* _Work instructions_: Reproduce every one of the entries below word for word, omitting the pictures.

━━━━━ Supplied material

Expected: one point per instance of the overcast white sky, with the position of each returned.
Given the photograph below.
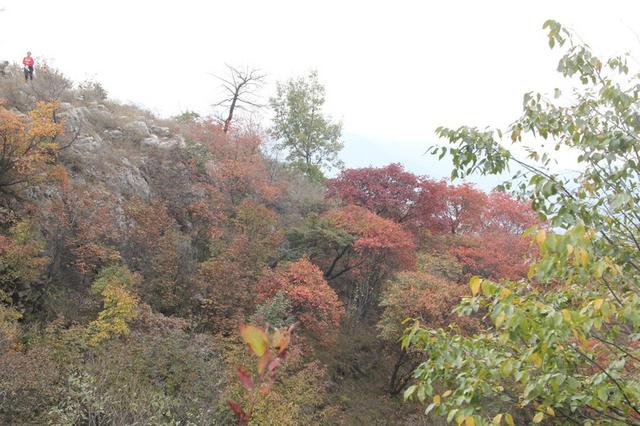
(393, 70)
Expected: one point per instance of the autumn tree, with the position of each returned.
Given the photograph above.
(313, 302)
(86, 235)
(235, 163)
(497, 248)
(28, 145)
(310, 139)
(159, 251)
(240, 88)
(22, 265)
(426, 296)
(388, 191)
(240, 256)
(564, 346)
(356, 249)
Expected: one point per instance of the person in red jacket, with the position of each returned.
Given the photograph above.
(28, 63)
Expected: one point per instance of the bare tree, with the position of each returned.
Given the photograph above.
(241, 87)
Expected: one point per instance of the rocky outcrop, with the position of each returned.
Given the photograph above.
(113, 151)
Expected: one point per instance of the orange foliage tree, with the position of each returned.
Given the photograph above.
(422, 295)
(313, 302)
(27, 145)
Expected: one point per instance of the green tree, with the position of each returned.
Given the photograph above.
(310, 139)
(563, 346)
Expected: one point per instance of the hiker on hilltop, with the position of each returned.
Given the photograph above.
(28, 63)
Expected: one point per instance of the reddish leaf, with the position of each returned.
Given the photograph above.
(265, 388)
(263, 362)
(244, 377)
(274, 364)
(237, 409)
(257, 339)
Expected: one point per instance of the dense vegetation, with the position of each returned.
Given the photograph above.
(174, 272)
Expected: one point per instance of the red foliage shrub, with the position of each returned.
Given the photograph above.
(314, 303)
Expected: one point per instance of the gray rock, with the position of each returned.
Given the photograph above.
(138, 130)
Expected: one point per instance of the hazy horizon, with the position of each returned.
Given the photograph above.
(392, 74)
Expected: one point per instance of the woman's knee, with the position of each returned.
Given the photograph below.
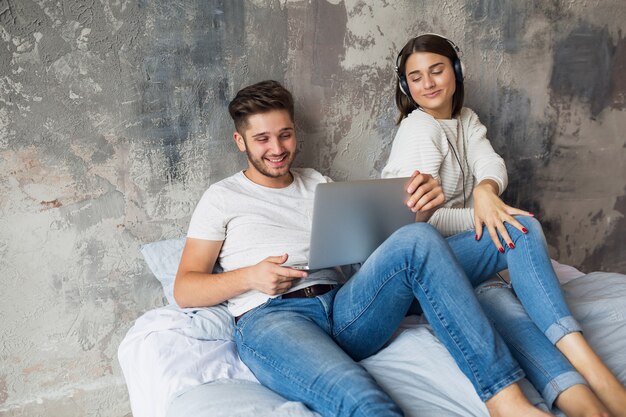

━━━━━━━━━━

* _Solution for this task_:
Expected: one point per instance of the overcast white sky, with the position of each returned.
Given the photograph below.
(393, 70)
Expected: one point per instance of the autumn tree, with the position of each returned.
Given the photograph above.
(313, 302)
(86, 235)
(235, 163)
(497, 248)
(28, 145)
(310, 139)
(159, 251)
(240, 88)
(22, 265)
(426, 296)
(388, 191)
(240, 256)
(564, 346)
(356, 249)
Expected: one point per instance of the person in red jacket, with the position of each returned.
Given the photograph above.
(28, 63)
Expected: one point per instance of the bare tree, with the position of each returned.
Given the photograph above.
(241, 87)
Expected: one point per instance of the rocky outcrop, with the position of each returned.
Given the photograph above.
(113, 151)
Expected: one point per instance of the orange foliage tree, with the position of each returned.
Given the photograph above.
(422, 295)
(313, 302)
(27, 145)
Expected: one point per instance of the green tree, with the position of each returned.
Given the photograph above.
(310, 139)
(563, 346)
Expected: one point per instance of the hiker on hilltop, with the position of each returned.
Given the photograph above.
(28, 63)
Expected: one point per instance of the reddish leaf, with the position of each returned.
Given the photograph above.
(265, 388)
(263, 362)
(244, 377)
(274, 364)
(237, 409)
(257, 339)
Expected: one point per instance of the dense vegetation, with the position of each returned.
Given the photograph above.
(174, 272)
Expected: one point per instance of the red foliage shrub, with the position of each returned.
Given the photograph above.
(314, 303)
Expected: one point per instance of the gray rock, with the position of each returned.
Given the photograph above.
(138, 130)
Expected: one point per instance of the hazy horizon, with the position of each returned.
Given the photograph above.
(392, 74)
Expected: one point per instance of the woman's knee, with the position of each returned.
Given the photograph below.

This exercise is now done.